REQUIRED TASK: Recast every line of the rows below as a JSON list of strings, one string per line, leaving out any blank lines.
######
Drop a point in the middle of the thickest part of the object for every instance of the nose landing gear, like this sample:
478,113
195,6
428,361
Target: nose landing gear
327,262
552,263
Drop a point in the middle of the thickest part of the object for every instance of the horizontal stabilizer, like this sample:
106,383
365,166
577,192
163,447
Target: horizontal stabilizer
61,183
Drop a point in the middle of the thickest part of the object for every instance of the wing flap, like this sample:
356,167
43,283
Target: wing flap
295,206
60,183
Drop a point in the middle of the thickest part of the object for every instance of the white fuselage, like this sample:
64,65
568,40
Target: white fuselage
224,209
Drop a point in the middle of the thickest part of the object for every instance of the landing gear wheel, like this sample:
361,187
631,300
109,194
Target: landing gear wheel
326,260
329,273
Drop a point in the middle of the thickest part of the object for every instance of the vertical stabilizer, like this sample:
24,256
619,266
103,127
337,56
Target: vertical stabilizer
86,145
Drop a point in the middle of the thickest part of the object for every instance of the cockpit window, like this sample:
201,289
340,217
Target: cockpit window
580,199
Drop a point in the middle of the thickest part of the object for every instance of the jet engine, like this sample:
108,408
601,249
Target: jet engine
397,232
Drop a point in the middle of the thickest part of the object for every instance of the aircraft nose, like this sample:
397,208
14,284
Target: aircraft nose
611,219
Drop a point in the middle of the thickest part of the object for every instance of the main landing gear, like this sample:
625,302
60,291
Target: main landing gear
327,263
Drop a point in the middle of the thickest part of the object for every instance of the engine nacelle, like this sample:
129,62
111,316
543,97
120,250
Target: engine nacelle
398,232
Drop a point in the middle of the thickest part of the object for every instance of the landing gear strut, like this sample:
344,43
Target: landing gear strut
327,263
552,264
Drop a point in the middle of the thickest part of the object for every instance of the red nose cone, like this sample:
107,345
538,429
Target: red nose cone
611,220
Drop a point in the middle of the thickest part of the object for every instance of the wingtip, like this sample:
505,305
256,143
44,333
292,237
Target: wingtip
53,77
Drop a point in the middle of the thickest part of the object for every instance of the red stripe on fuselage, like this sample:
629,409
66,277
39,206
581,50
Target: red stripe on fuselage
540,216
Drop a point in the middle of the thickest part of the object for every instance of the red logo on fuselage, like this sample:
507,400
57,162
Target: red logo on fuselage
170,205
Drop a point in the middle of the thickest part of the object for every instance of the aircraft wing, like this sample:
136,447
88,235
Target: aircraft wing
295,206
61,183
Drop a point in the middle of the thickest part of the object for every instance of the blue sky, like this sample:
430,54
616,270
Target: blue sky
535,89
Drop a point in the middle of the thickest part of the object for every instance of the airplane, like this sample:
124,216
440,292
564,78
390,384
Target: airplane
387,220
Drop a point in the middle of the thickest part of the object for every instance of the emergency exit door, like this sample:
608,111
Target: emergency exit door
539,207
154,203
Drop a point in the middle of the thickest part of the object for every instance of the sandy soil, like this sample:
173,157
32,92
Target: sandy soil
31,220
######
THE COMPLETED TASK:
[
  "Drop a point in the middle of the thickest part of the object for every instance of the nose landing gear, like this sample:",
  "478,113",
  "195,6",
  "428,361",
  "Target: nose landing gear",
  "327,262",
  "552,263",
  "Drop a point in the middle of the thickest part of the object for every instance of the horizontal stabilizer, like this sample:",
  "106,383",
  "365,166",
  "577,192",
  "163,447",
  "Target: horizontal stabilizer",
  "61,183",
  "Drop a point in the middle of the thickest part of the object for every instance of the wing flap, like this sample:",
  "356,167",
  "43,283",
  "Target: wing flap",
  "295,206",
  "60,183",
  "Drop a point in the middle of the thickest part of the object for every instance of the white fuselage, like this sample:",
  "64,65",
  "568,40",
  "Target: white fuselage",
  "224,209",
  "Drop a point in the middle of the thickest part of the object for every instance of the landing gear wheel, like this sample:",
  "361,187",
  "631,300",
  "109,194",
  "Target: landing gear wheel",
  "326,260",
  "329,273",
  "Drop a point in the middle of the thickest part of the object for every instance of the vertical stabilizer, like this sample:",
  "24,256",
  "619,266",
  "103,127",
  "337,56",
  "Target: vertical stabilizer",
  "86,145",
  "Drop a point in the middle of the thickest part of the object for every instance of the cockpit window, like this sample:",
  "201,289",
  "340,217",
  "Target: cockpit window",
  "580,199",
  "Drop a point in the middle of the thickest part of the object for every instance of the jet engine, like this sample:",
  "108,408",
  "601,249",
  "Target: jet engine",
  "397,232",
  "Drop a point in the middle of the thickest part of the object for every instance of the aircraft nose, like this sample:",
  "397,208",
  "14,284",
  "Target: aircraft nose",
  "611,219",
  "Drop a point in the middle of the thickest part of the object for every instance of the main landing gear, like this sample:",
  "625,302",
  "60,291",
  "Target: main landing gear",
  "327,263",
  "Drop a point in the middle of the thickest part of the object for every instance of the engine nacelle, like this sample:",
  "129,62",
  "111,316",
  "543,97",
  "120,250",
  "Target: engine nacelle",
  "398,232",
  "Drop a point in the middle of the thickest part of the object for every instance of the landing gear strut, like this sample:",
  "344,43",
  "Target: landing gear strut",
  "327,263",
  "552,264",
  "Drop a point in the middle of the thickest part of the object for every instance of the red nose cone, like this sample:",
  "107,345",
  "538,429",
  "Target: red nose cone",
  "611,220",
  "Drop a point in the middle of the thickest part of the object for every instance of the wingtip, like this sample:",
  "505,305",
  "256,143",
  "44,333",
  "292,237",
  "Target: wingtip",
  "53,77",
  "Drop a point in the middle of the thickest part of the object for every instance of the red stripe on fuselage, like this sample:",
  "629,409",
  "66,277",
  "39,206",
  "581,50",
  "Target: red stripe on fuselage",
  "540,216",
  "Drop a point in the middle of the thickest part of the object for every instance of the red logo on fuselage, like this sample:",
  "507,400",
  "57,162",
  "Target: red logo on fuselage",
  "170,205",
  "Drop a point in the middle of the thickest part of the object for every instance of the aircraft wing, like this sample:",
  "136,447",
  "88,235",
  "Target: aircraft wing",
  "295,206",
  "61,183",
  "Drop a point in the middle of the thickest part of the object for every instance of the blue sky, like this sample:",
  "430,54",
  "616,270",
  "Target: blue sky",
  "535,89",
  "Drop a point in the middle of the thickest part of the object for every instance of the airplane, like this sample:",
  "124,216",
  "440,292",
  "564,78",
  "390,384",
  "Target: airplane",
  "387,220",
  "Drop a point in the middle of the thickest part of the object for every instance of the emergency exit door, like this sample:",
  "608,111",
  "Target: emergency exit door",
  "539,207",
  "154,203",
  "Drop a point in the middle of the thickest part of the object for every instance of the sandy soil, like this sample:",
  "173,157",
  "32,92",
  "Target: sandy soil",
  "31,220"
]